Given data:
^^^^

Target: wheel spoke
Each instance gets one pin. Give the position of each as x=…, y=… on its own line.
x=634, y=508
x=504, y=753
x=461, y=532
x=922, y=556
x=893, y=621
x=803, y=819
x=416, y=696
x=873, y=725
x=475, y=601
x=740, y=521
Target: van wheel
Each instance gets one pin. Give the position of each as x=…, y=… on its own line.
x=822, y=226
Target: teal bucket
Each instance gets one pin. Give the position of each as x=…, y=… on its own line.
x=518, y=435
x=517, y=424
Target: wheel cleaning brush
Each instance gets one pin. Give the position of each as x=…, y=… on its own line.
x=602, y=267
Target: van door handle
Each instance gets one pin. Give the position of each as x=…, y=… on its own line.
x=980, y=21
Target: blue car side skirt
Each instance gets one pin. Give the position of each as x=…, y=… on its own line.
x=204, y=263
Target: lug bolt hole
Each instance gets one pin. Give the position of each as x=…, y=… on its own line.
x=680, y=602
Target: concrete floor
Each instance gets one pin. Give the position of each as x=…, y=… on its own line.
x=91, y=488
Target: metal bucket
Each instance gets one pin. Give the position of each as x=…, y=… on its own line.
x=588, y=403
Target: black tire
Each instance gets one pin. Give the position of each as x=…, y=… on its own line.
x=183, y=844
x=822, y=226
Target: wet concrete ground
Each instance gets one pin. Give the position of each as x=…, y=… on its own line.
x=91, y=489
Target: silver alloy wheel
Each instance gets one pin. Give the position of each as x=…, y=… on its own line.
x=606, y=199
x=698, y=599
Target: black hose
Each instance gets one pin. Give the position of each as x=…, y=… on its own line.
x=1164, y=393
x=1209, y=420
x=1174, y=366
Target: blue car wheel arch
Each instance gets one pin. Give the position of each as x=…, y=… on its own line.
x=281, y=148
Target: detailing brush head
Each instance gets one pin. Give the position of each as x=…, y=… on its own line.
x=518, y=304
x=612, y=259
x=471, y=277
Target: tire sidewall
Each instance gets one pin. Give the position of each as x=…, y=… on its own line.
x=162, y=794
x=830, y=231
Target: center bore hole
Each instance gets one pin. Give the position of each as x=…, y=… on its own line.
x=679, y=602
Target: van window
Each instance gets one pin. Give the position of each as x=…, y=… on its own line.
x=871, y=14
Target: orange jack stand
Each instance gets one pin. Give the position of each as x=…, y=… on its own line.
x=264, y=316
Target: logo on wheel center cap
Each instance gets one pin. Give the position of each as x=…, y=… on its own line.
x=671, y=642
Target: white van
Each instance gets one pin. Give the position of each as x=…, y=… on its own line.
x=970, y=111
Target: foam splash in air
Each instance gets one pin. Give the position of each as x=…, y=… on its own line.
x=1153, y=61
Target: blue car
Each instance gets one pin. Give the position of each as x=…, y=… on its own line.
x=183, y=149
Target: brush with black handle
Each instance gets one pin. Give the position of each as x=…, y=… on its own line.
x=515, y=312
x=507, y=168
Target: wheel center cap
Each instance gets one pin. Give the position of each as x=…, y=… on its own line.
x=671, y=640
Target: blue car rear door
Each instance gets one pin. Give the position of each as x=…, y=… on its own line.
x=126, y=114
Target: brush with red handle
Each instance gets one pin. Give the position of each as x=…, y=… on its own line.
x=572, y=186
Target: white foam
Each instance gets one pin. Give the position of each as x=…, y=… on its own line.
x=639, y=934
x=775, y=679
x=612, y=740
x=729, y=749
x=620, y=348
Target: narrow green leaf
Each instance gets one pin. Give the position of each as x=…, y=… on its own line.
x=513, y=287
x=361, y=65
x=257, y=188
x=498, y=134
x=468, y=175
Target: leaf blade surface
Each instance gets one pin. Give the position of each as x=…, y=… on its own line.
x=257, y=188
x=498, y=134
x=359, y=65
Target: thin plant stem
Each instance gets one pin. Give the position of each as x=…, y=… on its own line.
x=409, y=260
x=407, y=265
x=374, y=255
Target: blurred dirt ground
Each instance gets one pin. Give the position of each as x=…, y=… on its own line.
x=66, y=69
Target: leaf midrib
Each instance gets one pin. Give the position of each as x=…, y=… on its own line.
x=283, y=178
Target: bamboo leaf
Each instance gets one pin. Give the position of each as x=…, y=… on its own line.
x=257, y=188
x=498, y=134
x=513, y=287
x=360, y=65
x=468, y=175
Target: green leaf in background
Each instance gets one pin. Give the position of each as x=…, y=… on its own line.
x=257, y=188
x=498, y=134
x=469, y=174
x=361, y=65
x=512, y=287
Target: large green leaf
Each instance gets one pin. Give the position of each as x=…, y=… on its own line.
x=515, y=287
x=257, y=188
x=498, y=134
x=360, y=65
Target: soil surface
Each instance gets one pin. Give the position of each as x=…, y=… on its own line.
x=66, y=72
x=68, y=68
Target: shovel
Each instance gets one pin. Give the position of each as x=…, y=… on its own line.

^^^^

How to complete this task: When you reach the end of the listing, print it again in full, exactly as given.

Written response:
Target: wheel spoke
Each instance gets one pin. Give the position of each as x=…, y=… on its own line.
x=634, y=508
x=504, y=753
x=461, y=532
x=922, y=556
x=893, y=621
x=803, y=819
x=416, y=696
x=873, y=725
x=475, y=601
x=740, y=521
Target: van wheel
Each instance gets one pin. Give the position of each as x=…, y=… on its own line.
x=822, y=226
Target: teal bucket
Each instance gets one pin. Give the position of each as x=…, y=… on its own line.
x=518, y=435
x=517, y=424
Target: wheel cleaning brush
Each instance gets one pin. Give the position of each as x=…, y=… on its own line.
x=602, y=267
Target: van door handle
Each instance gets one pin. Give the position of each as x=…, y=… on its own line.
x=980, y=21
Target: blue car side skirt
Each instance gets one pin. Give the position of each as x=…, y=… on its own line.
x=204, y=263
Target: lug bolt hole
Each instance gets one pin. Give the position of each as x=…, y=… on its own line.
x=680, y=602
Target: concrete floor
Each instance gets one pin. Give the position of each as x=…, y=… on its own line.
x=91, y=488
Target: metal bucket
Each instance gets one pin. Give the position of each as x=…, y=… on its own line.
x=588, y=403
Target: black tire
Each instance gets one pin. Give the position of each as x=…, y=… on its own line.
x=183, y=844
x=822, y=226
Target: wet concrete ground
Each instance gets one pin. Give the position of each as x=…, y=… on its own line.
x=91, y=489
Target: silver alloy wheel
Each instance gets one pin. Give the position of each as x=…, y=… on its own line.
x=606, y=199
x=698, y=599
Target: black hose
Each instance gets one pin. Give the position of each as x=…, y=… on its own line.
x=1164, y=393
x=1209, y=420
x=1174, y=366
Target: blue car wheel arch
Each instance gets one pin. Give the position of each as x=…, y=… on its own line.
x=281, y=148
Target: detailing brush head
Each instance gets one pin. Give the position of each as x=…, y=… on its own line.
x=518, y=304
x=612, y=259
x=471, y=277
Target: tire sidewall
Each instance gets one pin. Give the position of each as x=…, y=… on its own line.
x=162, y=794
x=830, y=231
Target: center bore hole
Each instance gets one pin. Give the position of each as x=…, y=… on its own line.
x=679, y=602
Target: van window
Each instance gets one pin. Give the position of each as x=…, y=… on its own line.
x=871, y=14
Target: orange jack stand
Each instance gets one pin. Give the position of each as x=…, y=… on its own line.
x=264, y=316
Target: logo on wheel center cap
Each instance gets one pin. Give the position of each as x=…, y=… on its own line.
x=671, y=642
Target: white van
Each instance gets one pin. Give the position of each as x=…, y=… on its own line.
x=970, y=111
Target: foam splash in air
Each instance gets one pin. Give the position of each as x=…, y=… on its own line.
x=1153, y=61
Target: blue car
Each instance gets one pin. Give the position of each as x=…, y=… on its own line.
x=183, y=149
Target: brush with black handle
Each instance gets one pin. Give the position of each as x=…, y=… on its own line.
x=515, y=312
x=507, y=168
Target: wheel center cap
Each instance gets one pin. Give the position of each as x=…, y=… on its own line.
x=671, y=640
Target: blue car rear door
Each instance gets one pin. Give the position of each as x=…, y=… on its own line.
x=126, y=114
Target: brush with red handle
Each instance gets one pin. Give the position of each as x=…, y=… on its own line.
x=572, y=186
Target: white foam
Each instance gets one pin. Give the position of each as x=…, y=… on its own line.
x=639, y=934
x=775, y=679
x=612, y=740
x=729, y=749
x=620, y=348
Target: narrow green leaf
Each instance gets one pin. Give the position of each as x=…, y=… on its own line.
x=513, y=287
x=361, y=65
x=257, y=188
x=498, y=134
x=468, y=175
Target: leaf blade surface
Each instance gets one pin. Give the position of each as x=…, y=… on its own line.
x=257, y=188
x=498, y=134
x=359, y=65
Target: thin plant stem
Each instance gets one pin. Give the position of each as x=…, y=… on its own line.
x=409, y=260
x=407, y=265
x=374, y=255
Target: blurred dirt ground
Each instance gets one pin. Give the position of each as x=…, y=… on its own line.
x=66, y=69
Target: leaf midrib
Each instance gets one pin. Give the position of each as x=…, y=… on its own line.
x=283, y=178
Target: bamboo leaf
Each instance gets one pin. Give the position of each as x=…, y=… on its own line.
x=257, y=188
x=498, y=134
x=513, y=287
x=360, y=65
x=468, y=175
Target: green leaf in background
Each instance gets one pin. Give the position of each as x=…, y=… on its own line.
x=257, y=188
x=498, y=134
x=469, y=174
x=361, y=65
x=512, y=287
Target: large green leaf
Each instance gets one pin. Give the position of each as x=…, y=… on its own line.
x=515, y=287
x=257, y=188
x=498, y=134
x=360, y=65
Target: soil surface
Each instance gets one pin. Give the position of each as x=…, y=… on its own line.
x=66, y=72
x=68, y=68
Target: shovel
Each instance gets one pin. Give the position of each as x=…, y=… on its own line.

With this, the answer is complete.